Task brief ->
What is needed is an exact copy of every record.
[Start of Attachment]
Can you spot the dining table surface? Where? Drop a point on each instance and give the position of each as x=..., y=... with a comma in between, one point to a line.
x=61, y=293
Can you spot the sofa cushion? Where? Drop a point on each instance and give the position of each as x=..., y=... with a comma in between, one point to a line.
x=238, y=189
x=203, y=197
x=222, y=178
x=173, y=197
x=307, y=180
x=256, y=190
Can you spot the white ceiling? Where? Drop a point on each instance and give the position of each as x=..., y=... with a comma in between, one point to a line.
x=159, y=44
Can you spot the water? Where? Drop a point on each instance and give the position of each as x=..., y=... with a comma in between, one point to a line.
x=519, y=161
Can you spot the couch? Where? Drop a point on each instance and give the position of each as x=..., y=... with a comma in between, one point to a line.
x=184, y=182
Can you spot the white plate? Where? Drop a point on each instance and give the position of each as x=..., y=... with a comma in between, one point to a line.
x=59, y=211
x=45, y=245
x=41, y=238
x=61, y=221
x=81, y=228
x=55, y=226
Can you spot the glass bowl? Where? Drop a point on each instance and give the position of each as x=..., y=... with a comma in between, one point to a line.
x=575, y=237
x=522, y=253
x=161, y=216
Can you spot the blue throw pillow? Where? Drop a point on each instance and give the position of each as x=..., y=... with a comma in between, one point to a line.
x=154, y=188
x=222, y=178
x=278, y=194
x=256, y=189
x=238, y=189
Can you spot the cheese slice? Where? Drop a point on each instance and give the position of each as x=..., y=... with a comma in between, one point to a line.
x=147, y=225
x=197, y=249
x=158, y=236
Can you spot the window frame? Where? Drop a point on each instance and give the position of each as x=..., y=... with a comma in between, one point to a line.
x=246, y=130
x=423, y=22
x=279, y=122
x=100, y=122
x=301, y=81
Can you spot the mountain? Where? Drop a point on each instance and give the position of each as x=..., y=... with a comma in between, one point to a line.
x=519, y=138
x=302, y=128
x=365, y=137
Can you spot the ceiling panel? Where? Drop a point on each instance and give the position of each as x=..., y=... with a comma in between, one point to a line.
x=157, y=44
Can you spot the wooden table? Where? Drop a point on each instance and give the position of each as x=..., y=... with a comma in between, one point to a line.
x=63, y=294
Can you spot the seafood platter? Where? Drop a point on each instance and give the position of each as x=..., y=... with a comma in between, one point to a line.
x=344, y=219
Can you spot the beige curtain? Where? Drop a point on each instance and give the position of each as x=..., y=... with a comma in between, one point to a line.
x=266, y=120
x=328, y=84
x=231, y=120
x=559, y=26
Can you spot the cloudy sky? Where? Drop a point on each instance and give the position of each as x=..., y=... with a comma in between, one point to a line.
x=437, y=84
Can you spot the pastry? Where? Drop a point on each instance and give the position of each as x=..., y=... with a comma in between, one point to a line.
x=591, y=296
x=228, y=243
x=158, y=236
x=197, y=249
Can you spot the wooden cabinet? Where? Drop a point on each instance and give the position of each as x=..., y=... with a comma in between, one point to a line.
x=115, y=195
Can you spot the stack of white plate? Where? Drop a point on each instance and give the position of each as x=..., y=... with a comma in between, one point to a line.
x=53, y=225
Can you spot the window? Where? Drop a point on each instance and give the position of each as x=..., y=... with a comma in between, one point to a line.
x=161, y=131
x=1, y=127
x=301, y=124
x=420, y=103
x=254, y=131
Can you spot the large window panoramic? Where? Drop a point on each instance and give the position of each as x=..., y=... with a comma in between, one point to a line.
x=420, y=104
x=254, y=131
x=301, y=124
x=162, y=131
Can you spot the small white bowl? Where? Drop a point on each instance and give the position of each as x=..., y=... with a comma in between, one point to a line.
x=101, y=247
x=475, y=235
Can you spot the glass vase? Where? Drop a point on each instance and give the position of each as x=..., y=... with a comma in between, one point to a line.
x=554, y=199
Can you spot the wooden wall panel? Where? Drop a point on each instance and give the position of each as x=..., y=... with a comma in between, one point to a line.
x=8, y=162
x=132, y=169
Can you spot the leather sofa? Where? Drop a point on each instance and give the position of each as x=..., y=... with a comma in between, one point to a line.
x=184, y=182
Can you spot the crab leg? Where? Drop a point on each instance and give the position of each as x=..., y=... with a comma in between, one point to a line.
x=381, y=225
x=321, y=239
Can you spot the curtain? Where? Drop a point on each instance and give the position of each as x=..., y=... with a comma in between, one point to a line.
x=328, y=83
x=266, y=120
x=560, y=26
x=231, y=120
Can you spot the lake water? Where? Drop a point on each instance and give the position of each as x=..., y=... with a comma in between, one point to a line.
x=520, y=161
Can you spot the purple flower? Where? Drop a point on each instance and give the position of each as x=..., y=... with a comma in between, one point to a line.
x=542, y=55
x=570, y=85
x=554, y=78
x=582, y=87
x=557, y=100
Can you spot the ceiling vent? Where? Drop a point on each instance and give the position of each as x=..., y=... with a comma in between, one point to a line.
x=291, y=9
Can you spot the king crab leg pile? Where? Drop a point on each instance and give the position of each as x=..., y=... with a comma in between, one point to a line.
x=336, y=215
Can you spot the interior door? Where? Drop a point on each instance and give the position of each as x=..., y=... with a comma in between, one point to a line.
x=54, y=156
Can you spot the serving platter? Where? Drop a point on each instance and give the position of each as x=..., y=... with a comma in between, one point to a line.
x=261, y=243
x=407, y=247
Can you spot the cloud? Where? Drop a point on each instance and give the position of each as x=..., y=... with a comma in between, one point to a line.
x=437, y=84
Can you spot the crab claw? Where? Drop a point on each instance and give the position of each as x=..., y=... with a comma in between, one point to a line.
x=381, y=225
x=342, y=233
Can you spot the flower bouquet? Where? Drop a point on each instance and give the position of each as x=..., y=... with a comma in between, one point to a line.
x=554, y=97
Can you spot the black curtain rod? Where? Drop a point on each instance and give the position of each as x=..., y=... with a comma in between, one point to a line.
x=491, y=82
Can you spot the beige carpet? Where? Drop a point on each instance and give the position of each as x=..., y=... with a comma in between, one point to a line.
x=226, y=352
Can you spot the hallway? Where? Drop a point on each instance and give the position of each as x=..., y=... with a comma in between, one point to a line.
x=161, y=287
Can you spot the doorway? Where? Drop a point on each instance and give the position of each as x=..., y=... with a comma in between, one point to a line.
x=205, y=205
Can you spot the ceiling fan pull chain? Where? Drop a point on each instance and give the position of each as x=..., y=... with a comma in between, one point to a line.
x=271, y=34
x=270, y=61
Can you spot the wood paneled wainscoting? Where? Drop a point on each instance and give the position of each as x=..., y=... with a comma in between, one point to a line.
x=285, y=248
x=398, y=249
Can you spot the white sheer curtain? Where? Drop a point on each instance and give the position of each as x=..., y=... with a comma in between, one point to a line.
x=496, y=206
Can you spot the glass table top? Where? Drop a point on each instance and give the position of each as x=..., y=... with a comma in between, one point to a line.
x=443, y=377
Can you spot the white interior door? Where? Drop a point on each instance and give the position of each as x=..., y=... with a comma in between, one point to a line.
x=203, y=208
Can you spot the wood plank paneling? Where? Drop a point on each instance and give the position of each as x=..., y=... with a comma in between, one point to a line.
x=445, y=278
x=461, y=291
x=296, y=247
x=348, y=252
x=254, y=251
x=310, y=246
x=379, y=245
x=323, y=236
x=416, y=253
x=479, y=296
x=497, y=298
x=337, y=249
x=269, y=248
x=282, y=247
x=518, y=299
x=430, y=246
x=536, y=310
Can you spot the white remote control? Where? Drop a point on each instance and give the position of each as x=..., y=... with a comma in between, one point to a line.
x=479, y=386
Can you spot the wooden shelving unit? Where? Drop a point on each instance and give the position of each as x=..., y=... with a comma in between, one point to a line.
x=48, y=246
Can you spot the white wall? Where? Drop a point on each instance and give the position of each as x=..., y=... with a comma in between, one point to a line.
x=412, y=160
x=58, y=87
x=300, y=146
[End of Attachment]
Response below ->
Can you spot the dining table surface? Where? Drop a point on each instance and give the position of each as x=..., y=... with a comma in between, one point to a line.
x=61, y=293
Can you spot the sofa cushion? Where? Drop a point on each instance and give the position of each as x=..., y=... with a comma in between, one point to a line.
x=238, y=189
x=203, y=197
x=222, y=178
x=173, y=197
x=307, y=180
x=256, y=190
Can you spot the white ceiling? Where? Drop a point on each instance and give the position of each as x=..., y=... with a comma in between, one point to a line.
x=159, y=44
Can you spot the water? Where? Drop a point on each instance and give the position of each as x=..., y=... with a comma in between, one point to a line.
x=519, y=161
Can you spot the couch? Where? Drop a point on each instance and give the position of each as x=..., y=... with a comma in between, one point to a line.
x=184, y=182
Can you spot the white plate? Where? Drop a point on each instance and give the position of each as x=..., y=... with a comma in between, one point to a line.
x=59, y=211
x=45, y=245
x=41, y=238
x=61, y=221
x=81, y=228
x=55, y=226
Can you spot the glass bowl? Where? Drop a point on each instance and give the position of each as x=..., y=... with a comma in between, one point to a line.
x=575, y=237
x=522, y=253
x=161, y=216
Can you spot the blue throw pillow? Where? Drop a point on each instance and give the position of each as x=..., y=... with a comma in between, one point to a line.
x=154, y=188
x=222, y=178
x=278, y=194
x=256, y=189
x=238, y=189
Can you spot the cheese slice? Where? Drop a point on each instance and give the position of each as x=..., y=... with a comma in between, one point to a line.
x=147, y=225
x=197, y=249
x=158, y=236
Can you spot the window frame? Where? Drop a point on each instance and give the position of each as x=..., y=... with a comma in between, one point to a line.
x=246, y=130
x=423, y=22
x=279, y=122
x=100, y=122
x=301, y=81
Can you spot the mountain? Where? Drop a point on each instance and give the position of each as x=..., y=... with a comma in between, one point to a line.
x=519, y=138
x=302, y=128
x=365, y=137
Can you spot the ceiling panel? Where? Drop a point on each instance and give the position of each as x=..., y=... with a comma in between, one point to a line.
x=157, y=44
Can you spot the wooden table? Where? Drop a point on each instance and give the position of each as x=..., y=... with a comma in between, one point to a line.
x=63, y=294
Can you spot the seafood platter? Where? Drop a point on each instance and give the position of each as x=..., y=... with a comma in between, one point to a line.
x=344, y=219
Can you spot the beige curtain? Where? Drop a point on each instance and give the position of each as x=..., y=... with a comma in between, one point to a line.
x=266, y=120
x=328, y=84
x=231, y=120
x=559, y=26
Can you spot the cloudy sky? Where? Drop a point on each instance and give the position of each as x=..., y=... with a comma in between, one point to a line.
x=437, y=84
Can you spot the pastry? Where? Drop a point on each instance and give the position of each as x=..., y=... with a comma in between, one point to a line.
x=591, y=296
x=228, y=243
x=158, y=236
x=197, y=249
Can you spot the wooden cabinet? Where? Drop a point on each instance and give the position of each as x=..., y=... with a comma in between, one point to a line.
x=115, y=195
Can you spot the stack of white plate? Where? Drop a point on each instance and give the position of each as x=..., y=... with a comma in between, one point to a line.
x=53, y=225
Can you spot the window? Where? Drop a point on each instance and give the position of each as x=..., y=... with a comma in between, one point to a line.
x=161, y=131
x=1, y=127
x=301, y=124
x=420, y=103
x=254, y=131
Can you spot the large window panoramic? Where? Drop a point on each instance and give the position of each as x=..., y=... with a comma in between, one point to a line.
x=420, y=104
x=254, y=131
x=301, y=124
x=162, y=131
Can you spot the small white bowl? Where? Drop a point on each instance and give the position of each as x=..., y=... with a comma in between, one point to a line.
x=101, y=247
x=475, y=235
Can you spot the glass vase? Where? Drop a point on each instance and give the position of each as x=..., y=... with a comma in between, one point to a line.
x=554, y=199
Can you spot the wooden wall panel? Where? Drop a point on each instance and give the position of each as x=..., y=... with a comma in between, one point to a line.
x=8, y=162
x=132, y=169
Can you spot the leather sofa? Where? Drop a point on each instance and give the position of each as x=..., y=... with a comma in between, one point to a line.
x=184, y=182
Can you spot the crab leg? Where? Drop a point on each instance and give the position of each as x=..., y=... with a comma in between, one point to a line.
x=381, y=225
x=321, y=239
Can you spot the curtain? Where? Drop a point on each instance and give the position of each as x=..., y=... with a comma in between, one point to a line.
x=328, y=83
x=266, y=120
x=560, y=26
x=231, y=120
Can you spot the lake water? Where? Drop a point on each instance and give the position of each as x=..., y=... with a comma in between, one point to a line.
x=520, y=161
Can you spot the purple flower? Where? Drop a point on each instance and give the position of each as x=..., y=... with a comma in between, one point to a line.
x=542, y=55
x=570, y=85
x=554, y=78
x=582, y=87
x=557, y=100
Can you spot the ceiling vent? Where? Drop a point on each instance and give the position of each as x=..., y=... with a comma in between, one point to a line.
x=291, y=9
Can you spot the king crab leg pile? Where? Drop a point on each instance and give the position of each as x=..., y=... with a comma in between, one point to a line.
x=336, y=215
Can you spot the interior door? Where? Drop a point on each instance and give the position of each as x=..., y=... with a comma in between, one point to a line.
x=54, y=156
Can you spot the serving platter? Where? Drop a point on each instance and give the position of each as x=..., y=... with a comma in between, one point to a line.
x=261, y=243
x=407, y=247
Can you spot the cloud? Where? Drop a point on each instance and give the position of each as x=..., y=... with a comma in between, one point to a line.
x=437, y=84
Can you spot the crab claw? Where? Drop a point on each instance and give the position of each as x=..., y=... with a comma in between, one point to a line.
x=381, y=225
x=342, y=233
Can you spot the flower bouquet? Where? Drop a point on each instance and give the position of each as x=..., y=... with a comma in between, one point to a line.
x=554, y=97
Can you spot the black curtain rod? Where? Drop a point on each instance and give the position of each as x=..., y=... with a comma in between, one point to a line.
x=491, y=82
Can you spot the beige carpet? Where? Drop a point on each instance and give the position of each as x=..., y=... with a comma in between, one point to a line.
x=226, y=352
Can you spot the hallway? Where? Drop a point on each instance and give the position of each as x=..., y=... with a comma in between, one point to a line.
x=161, y=287
Can you spot the doorway? Where? Drop a point on each instance and give the position of each as x=..., y=... with a comma in between, one point to a line.
x=205, y=205
Can you spot the ceiling fan pull chain? Where? Drop a point on each instance and give the position of each as x=..., y=... with a comma in between, one point to a line.
x=271, y=34
x=270, y=61
Can you spot the wood paneled wainscoting? Where? Drop a point on each instance and give the position of each as x=..., y=... with a comma in between, one point to a line.
x=285, y=248
x=398, y=249
Can you spot the white sheer curtain? Where? Drop a point on each instance and give the position of each as x=..., y=... with a comma in between, one point to a line.
x=496, y=206
Can you spot the glass table top? Where? Drop a point on each instance and give the position of each as x=..., y=... with a comma in between, one point to a line.
x=443, y=377
Can you spot the white interior door? Where? Drop a point on each instance and give the position of each as x=..., y=... with a comma in between, one point to a line.
x=203, y=208
Can you spot the wood plank paneling? Where? Drop a point on each instance and give the position of each as x=..., y=... with a comma in between, one point to a line.
x=445, y=278
x=461, y=291
x=296, y=247
x=348, y=252
x=254, y=251
x=310, y=246
x=379, y=245
x=323, y=236
x=416, y=253
x=479, y=296
x=497, y=298
x=337, y=249
x=269, y=248
x=282, y=247
x=518, y=299
x=430, y=246
x=536, y=310
Can you spot the white remote control? Where? Drop a point on each instance and give the position of each as x=..., y=... with a comma in between, one point to a line.
x=479, y=386
Can you spot the wooden shelving unit? Where? Drop a point on each instance and give the position of each as x=..., y=... with a comma in between, one point to a line.
x=48, y=246
Can you spot the white wall? Where? Drop a point on each instance and give the position of each as x=..., y=... with a comma in between, one point to a line.
x=412, y=160
x=58, y=87
x=300, y=146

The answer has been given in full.